ATLANTA (AP) — Two police officers have been fired and three others placed on desk duty over excessive use of force during a protest arrest incident involving two college students, Atlanta’s mayor said Sunday.
Mayor Keisha Lance Bottoms said at a news conference that she and police Chief Erika Shields made the decision after reviewing body-camera footage of a Saturday night incident that first gained attention from video online and on local news.
“Use of excessive force is never acceptable,” Bottoms told reporters. Shields called the footage “really shocking to watch.”
Police on Sunday night identified the fired officers as Investigator Ivory Streeter, who was hired in December 2003, and Investigator Mark Gardner, who was hired in August 1997.
Bottoms said the woman, Taniyah Pilgrim, was released without charges. She said the man, Messiah Young, was released, too, and she’s ordering the charges against him dropped. She didn’t specify what charges he faced. A police report says Young was charged with attempting to elude police and driving with a suspended license.
Dramatic body camera video that police released Sunday night shows police taking another young man into custody in a downtown street alongside a line of stopped cars. The man is pleading with police to let him go, saying he didn’t do anything.
Young, sitting in the driver’s seat of a car stopped in the street holds up his phone, appearing to shoot video as an officer approaches and pulls the driver’s side door open. Young pulls the door shut and says repeatedly, “I’m not dying today.” He urges the officers to release the other man and let him get in the car as the dark sedan advances a bit.
The car gets stuck in traffic and officers run up to both sides of the car shouting orders. An officer uses a stun gun on Pilgrim as she’s trying to get out of the car and then officers pull her from the vehicle.
Another officer yells at Young to put the car in park and open the window. An officer repeatedly hits the driver’s side window with a baton, and another officer finally manages to break it.
As the glass shatters, an officer uses a stun gun on Young and officers pull him from the car as officers shout, “Get your hand out of your pockets,” and, “He got a gun. He got a gun. He got a gun.” Once he’s out of the car and on the ground, officers zip tie Young’s hands behind his back and lead him away.
Police reports do not list a gun as having been recovered.
The mayor said she had delayed the news conference several hours to review all the body-camera footage because she and Shields wanted to be certain about what happened.
“I really wanted to believe that the body-worn camera footage would provide some larger view that could better rationalize why we got to this space,” Shields said. “And having spent most of the afternoon with the mayor, reviewing the footage exhaustively, I knew that I had only one option, and that is to terminate the employees.”
Bottoms said she had spoken to leaders at Spelman College and Morehouse College, where she said the the young people were students. She said she’d also spoken to representatives for the students but hadn’t yet spoken directly to them.

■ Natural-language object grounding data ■
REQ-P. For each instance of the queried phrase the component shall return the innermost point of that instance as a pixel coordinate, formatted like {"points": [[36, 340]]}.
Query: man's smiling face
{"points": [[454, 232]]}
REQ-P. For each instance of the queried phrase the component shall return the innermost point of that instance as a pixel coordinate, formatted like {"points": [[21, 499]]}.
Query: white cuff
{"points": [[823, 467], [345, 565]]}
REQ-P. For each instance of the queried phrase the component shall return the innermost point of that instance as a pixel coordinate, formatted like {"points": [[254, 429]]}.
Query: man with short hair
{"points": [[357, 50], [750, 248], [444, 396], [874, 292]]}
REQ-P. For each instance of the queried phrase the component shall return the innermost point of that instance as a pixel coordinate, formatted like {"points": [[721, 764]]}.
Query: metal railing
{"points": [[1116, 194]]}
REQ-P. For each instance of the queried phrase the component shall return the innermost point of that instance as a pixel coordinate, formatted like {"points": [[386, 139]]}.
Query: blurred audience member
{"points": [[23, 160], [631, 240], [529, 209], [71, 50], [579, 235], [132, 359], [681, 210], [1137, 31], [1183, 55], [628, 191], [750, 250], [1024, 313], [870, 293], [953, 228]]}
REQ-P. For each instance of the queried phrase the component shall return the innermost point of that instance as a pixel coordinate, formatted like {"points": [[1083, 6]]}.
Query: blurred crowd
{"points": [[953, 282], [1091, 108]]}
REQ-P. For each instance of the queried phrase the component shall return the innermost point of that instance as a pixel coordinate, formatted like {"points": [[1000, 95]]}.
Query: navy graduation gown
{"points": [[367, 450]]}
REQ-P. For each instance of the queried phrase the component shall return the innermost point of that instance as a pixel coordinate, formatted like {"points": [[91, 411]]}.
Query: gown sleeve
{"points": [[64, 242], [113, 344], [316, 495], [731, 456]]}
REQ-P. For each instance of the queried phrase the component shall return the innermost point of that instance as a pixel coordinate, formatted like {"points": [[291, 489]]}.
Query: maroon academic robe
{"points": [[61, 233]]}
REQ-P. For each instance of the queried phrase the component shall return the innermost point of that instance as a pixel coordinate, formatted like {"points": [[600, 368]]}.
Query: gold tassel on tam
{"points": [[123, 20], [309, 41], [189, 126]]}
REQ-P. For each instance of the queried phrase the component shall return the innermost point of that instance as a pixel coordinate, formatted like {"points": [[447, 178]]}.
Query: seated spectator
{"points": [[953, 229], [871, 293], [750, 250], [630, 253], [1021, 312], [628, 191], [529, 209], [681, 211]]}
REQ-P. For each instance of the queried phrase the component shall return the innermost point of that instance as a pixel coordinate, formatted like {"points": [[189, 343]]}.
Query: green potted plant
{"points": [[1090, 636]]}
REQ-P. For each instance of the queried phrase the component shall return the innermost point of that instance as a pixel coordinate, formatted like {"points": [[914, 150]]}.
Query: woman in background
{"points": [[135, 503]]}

■ QUESTIONS ■
[a] Answer these questions using the news report about the fired Atlanta officers:
(i) Who made the firing decision together with Mayor Bottoms?
(ii) In what month and year was Investigator Mark Gardner hired?
(iii) What do the police reports not list as having been recovered?
[b] Carry on the news report about the fired Atlanta officers, starting right after its last sentence.
The listing was taken from a separate source.

■ WRITTEN ANSWERS ■
[a]
(i) Police Chief Erika Shields
(ii) August 1997
(iii) A gun

[b]
Shields offered an apology and said she knows the officers’ behavior was unacceptable and caused further fear.
“Sometimes the best thing, the only thing you can do as a police chief is come in and clean up the mess that’s before you,” Shields said.
“When wrong is wrong, we have to, as law enforcement, start dealing with it in the same manner that we would deal with it with non-law enforcement,” Shields said. “For some reason, we’ve fallen into a gray area where there’s a separate set of rules for law enforcement, and if we want to get out of this space that we’re in now we have to change how we manage internally.”
Shields said she experienced a broad range of emotions as just a few hours before she saw the video, another of her officers was seriously injured. A preliminary investigation indicates the officer was in an intersection on foot to block traffic from passing into an area where there were protesters when a person on an ATV approached at a high rate of speed and hit him.
Officer Maximilian Brewer suffered significant injuries to his legs and remained in the intensive care unit Sunday evening, Shields said, adding that she hopes he’ll be able to walk again. The ATV rider was taken into custody at the scene and to a hospital with non-life-threatening injuries.
Police on Sunday night identified the driver of the ATV as 42-year-old Avery Goggans. He has been charged with DUI, serious injury by vehicle, reckless driving, possession of marijuana and several other traffic charges, police Sgt. John Chafee said in an email.
Bottoms imposed a 9 p.m. curfew for Saturday and Sunday. Gov. Brian Kemp authorized up to 3,000 National Guard troops to be deployed in cities across the state to respond if needed to protests over the deaths of George Floyd in Minnesota and Ahmaud Arbery in coastal Georgia.
Atlanta police said Sunday they had arrested more than 150 people as protesters threw rocks at officers and broke windows in the downtown area. The curfew was initially imposed after demonstrations Friday night turned violent with people setting fires and smashing windows at businesses and restaurants.